--- TO DO ---
#1 Answer the following questions from the blog excerpt.
(a) On what AM frequency can listeners in the Lexington area tune in to the radio show?
(b) At what time is the writer supposed to call the station on Friday morning?
(c) How many hours before going to bed had the writer originally changed the facebook status?
#2 Print the part of the blog excerpt that opens with the words containing "to prevent me from living" and closes with "over the internet!".
#3 List every date heading that appears in the blog excerpt.

--- TEXT EXTRACT ---
——
Sunday, March 02, 2008

Thursday, February 28, 2008

paralyzed

i will no longer be paralyzed by my experience

i will be stronger because of it

i will learn from it

it will no longer paralyze me

to prevent me from doing what i really want to do

to prevent me from living life

to prevent me from experiencing the good

i refuse to be paralyzed

Wednesday, February 27, 2008

Live Interview

I have a live interview on Friday morning with a local radio talk show to advertise "the hunger experience" which has been planned, organized and will be implemented by LTS students... Nothing too major, just calling in to the radio and will be talking with them for a few minutes by phone... I'm supposed to call the station at 8:40am (EST) on Friday morning, the 29th. If you live in the Lexington area, you can tune into 590AM, or if you do not live in Lexington you can log onto http://www.wvlkam.com/ and click on the "Listen Live" button in order to listen over the internet!

sad

it is sad that the only reason i realize how long my day has truly been, and that i'm working on a 17 hour day, is because i went to change my facebook status...

i went to change my facebook status right before i left the house this morning... and then again a few minutes ago before i went to bed... and it reminded me that i had originally changed my facebook status 17 hours ago...

sad...long...pathetic....long....tiring....days....

Saturday, February 23, 2008

scar

you are a large scar in my life

and i cannot make you go away

no matter what i do

i'm constantly reminded of that scar

i try to ignore it

i try to cover it up

i try to make it go away

i try to "deal" with it

i try to ignore it

but its always there

its always reminding me

a scar is different

a scar means there was pain

and there may still be pain

but more than anything

the scar just won't go away

no matter how badly i want it to

no matter how badly i want it to disappear

it mocks me

the scar pops in front of me

at moments when i least expect it

and moments when i most certainly don't need a reminder

of that scar

of that pain

of the fact that you changed me life forever

and of the fact that i didn't seem to impact yours at all

and that you don't care

and that i apparently didn't cause you any pain

but the opposite was most certianly true

there was pain

there was a wound

there was a burn

there was an injury

but a scar means healing

right?

just a tender spot

where pain is still present

but a scar means there is healing...






but i hope to god i can make the scar go away

because i hate it

Thursday, February 21, 2008

More Updates

Not that its necessarily bad or good - I can't decide - but I don't like how the seminary is being portrayed... stupid media...

CBS Story

And oh yeah... this "purse snatching" was more than that.... he didn't want just the purse and walk away from that...

Not sure I agree with our Presiden't "theory" as to why people are coming in the seminary....
——
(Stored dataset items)

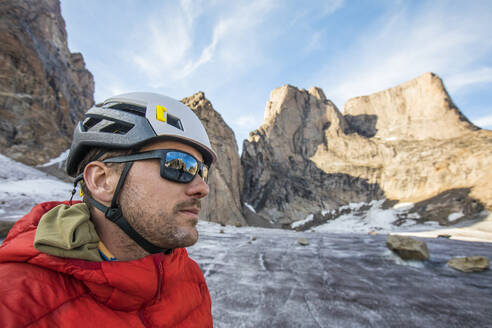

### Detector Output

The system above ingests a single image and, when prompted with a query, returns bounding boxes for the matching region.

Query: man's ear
[84,161,117,204]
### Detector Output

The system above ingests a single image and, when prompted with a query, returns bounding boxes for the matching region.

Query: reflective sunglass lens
[162,151,208,183]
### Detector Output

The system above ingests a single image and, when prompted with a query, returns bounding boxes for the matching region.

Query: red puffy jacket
[0,202,212,328]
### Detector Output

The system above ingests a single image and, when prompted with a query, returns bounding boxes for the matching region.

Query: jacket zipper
[138,254,164,328]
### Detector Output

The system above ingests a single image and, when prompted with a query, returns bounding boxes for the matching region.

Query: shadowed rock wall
[0,0,94,165]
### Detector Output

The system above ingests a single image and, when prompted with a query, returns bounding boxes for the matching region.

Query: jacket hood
[34,203,103,262]
[0,202,187,311]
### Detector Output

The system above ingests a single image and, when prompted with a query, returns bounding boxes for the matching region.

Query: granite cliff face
[0,0,94,165]
[241,73,492,225]
[241,85,384,226]
[181,92,246,225]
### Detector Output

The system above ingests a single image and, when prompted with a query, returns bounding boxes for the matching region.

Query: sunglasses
[102,149,208,183]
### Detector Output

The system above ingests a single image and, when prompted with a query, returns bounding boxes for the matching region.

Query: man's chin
[163,227,198,248]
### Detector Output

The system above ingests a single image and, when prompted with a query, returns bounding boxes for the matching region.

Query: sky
[61,0,492,149]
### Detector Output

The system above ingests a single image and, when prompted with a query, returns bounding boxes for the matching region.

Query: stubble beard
[120,188,201,249]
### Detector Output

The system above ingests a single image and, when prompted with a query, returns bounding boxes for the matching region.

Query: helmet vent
[108,103,145,117]
[167,114,184,131]
[101,122,134,134]
[82,117,101,131]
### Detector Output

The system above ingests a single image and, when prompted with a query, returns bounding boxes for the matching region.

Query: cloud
[312,2,492,106]
[130,0,274,86]
[446,67,492,92]
[472,115,492,127]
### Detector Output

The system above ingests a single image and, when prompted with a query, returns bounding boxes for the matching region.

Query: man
[0,93,216,327]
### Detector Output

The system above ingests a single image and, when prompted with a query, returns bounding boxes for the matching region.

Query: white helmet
[66,92,217,176]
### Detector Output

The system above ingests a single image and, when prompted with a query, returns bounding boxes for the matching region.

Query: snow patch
[315,199,430,233]
[290,214,314,229]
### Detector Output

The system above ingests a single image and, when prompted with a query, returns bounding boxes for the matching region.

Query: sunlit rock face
[241,85,383,226]
[182,92,246,225]
[241,73,492,225]
[0,0,94,165]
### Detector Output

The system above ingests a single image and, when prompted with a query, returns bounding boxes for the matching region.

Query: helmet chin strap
[86,162,172,254]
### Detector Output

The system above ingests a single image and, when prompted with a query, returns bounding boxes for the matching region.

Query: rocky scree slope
[241,73,492,226]
[0,0,94,165]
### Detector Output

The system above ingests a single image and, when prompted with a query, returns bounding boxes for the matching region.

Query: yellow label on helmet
[155,105,167,122]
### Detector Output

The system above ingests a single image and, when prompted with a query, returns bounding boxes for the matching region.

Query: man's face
[119,141,209,248]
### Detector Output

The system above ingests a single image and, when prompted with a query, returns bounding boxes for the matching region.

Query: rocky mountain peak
[181,91,246,225]
[344,73,479,140]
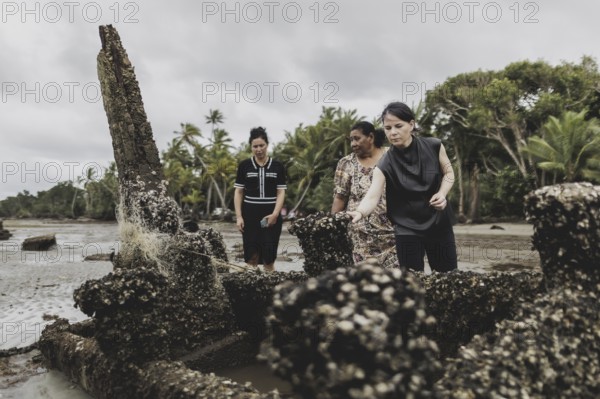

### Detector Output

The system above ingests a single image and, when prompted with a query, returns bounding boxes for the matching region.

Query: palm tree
[522,110,600,182]
[205,109,225,141]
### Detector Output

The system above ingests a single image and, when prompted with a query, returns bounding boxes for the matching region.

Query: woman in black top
[348,102,457,271]
[233,127,287,271]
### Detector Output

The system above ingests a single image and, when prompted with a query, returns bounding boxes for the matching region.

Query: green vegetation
[0,57,600,222]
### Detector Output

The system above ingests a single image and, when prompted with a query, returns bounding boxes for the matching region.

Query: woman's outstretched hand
[346,211,362,223]
[429,193,448,211]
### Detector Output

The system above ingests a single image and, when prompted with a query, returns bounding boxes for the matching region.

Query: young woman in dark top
[233,127,287,271]
[348,102,457,272]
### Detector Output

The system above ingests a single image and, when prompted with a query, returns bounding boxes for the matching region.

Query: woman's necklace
[254,157,269,168]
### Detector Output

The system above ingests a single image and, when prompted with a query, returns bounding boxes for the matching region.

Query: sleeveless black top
[377,135,451,235]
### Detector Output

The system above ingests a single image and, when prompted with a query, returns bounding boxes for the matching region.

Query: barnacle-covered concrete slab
[288,212,354,277]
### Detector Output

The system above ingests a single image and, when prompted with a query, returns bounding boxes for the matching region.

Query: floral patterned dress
[333,153,398,268]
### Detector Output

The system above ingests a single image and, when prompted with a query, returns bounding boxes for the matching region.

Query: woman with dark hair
[233,127,287,271]
[331,122,397,268]
[349,102,457,272]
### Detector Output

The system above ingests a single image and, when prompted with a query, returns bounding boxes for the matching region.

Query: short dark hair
[350,121,385,148]
[248,126,269,145]
[381,101,415,122]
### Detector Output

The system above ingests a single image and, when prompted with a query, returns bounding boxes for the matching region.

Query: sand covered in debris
[0,220,539,399]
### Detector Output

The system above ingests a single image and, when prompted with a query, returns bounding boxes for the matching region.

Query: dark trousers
[396,227,457,272]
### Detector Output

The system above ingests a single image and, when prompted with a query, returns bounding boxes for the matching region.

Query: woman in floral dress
[331,122,397,268]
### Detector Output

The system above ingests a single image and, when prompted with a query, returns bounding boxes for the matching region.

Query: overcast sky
[0,0,600,199]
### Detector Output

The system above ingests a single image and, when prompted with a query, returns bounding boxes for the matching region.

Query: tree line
[0,56,600,222]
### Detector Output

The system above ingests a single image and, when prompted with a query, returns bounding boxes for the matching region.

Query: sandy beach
[0,220,539,399]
——
--- SOLUTIONS TO THE PROBLEMS ---
#1
(a) 590AM
(b) 8:40am (EST)
(c) 17 hours

#2
to prevent me from living life

to prevent me from experiencing the good

i refuse to be paralyzed

Wednesday, February 27, 2008

Live Interview

I have a live interview on Friday morning with a local radio talk show to advertise "the hunger experience" which has been planned, organized and will be implemented by LTS students... Nothing too major, just calling in to the radio and will be talking with them for a few minutes by phone... I'm supposed to call the station at 8:40am (EST) on Friday morning, the 29th. If you live in the Lexington area, you can tune into 590AM, or if you do not live in Lexington you can log onto http://www.wvlkam.com/ and click on the "Listen Live" button in order to listen over the internet!

#3
Sunday, March 02, 2008
Thursday, February 28, 2008
Wednesday, February 27, 2008
Saturday, February 23, 2008
Thursday, February 21, 2008